Substitute "back support" for "backrest" in everything from the start of the records down to the line containing "hole rule even-odd", and write those lines out again with nothing else altered.

— start of Data shown —

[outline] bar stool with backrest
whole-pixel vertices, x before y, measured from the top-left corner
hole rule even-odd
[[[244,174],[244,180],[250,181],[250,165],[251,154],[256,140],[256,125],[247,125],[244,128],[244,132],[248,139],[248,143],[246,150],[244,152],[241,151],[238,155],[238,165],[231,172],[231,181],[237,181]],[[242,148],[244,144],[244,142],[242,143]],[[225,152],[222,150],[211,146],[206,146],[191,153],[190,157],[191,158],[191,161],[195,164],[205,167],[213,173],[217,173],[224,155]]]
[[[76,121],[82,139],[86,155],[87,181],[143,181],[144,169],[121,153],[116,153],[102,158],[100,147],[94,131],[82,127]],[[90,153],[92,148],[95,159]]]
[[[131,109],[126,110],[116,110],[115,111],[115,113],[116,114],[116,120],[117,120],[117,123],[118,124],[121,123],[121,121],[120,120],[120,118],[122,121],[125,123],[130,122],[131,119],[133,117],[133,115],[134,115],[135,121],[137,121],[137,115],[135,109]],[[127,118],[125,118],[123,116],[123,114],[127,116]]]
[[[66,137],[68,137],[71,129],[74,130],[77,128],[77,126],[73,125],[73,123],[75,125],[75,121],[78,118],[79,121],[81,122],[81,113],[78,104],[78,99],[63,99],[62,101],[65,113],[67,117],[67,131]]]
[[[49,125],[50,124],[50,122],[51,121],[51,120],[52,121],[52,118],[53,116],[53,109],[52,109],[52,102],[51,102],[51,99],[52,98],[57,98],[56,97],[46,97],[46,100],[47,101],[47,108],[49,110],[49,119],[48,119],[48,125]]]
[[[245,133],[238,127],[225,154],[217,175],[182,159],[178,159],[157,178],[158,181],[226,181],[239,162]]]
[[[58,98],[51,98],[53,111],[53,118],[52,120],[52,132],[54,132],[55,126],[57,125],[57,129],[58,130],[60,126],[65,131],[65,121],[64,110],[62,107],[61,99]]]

— end of Data shown —

● **The completed task**:
[outline] bar stool with back support
whole-pixel vertices, x before y, measured from the top-left corner
hole rule even-odd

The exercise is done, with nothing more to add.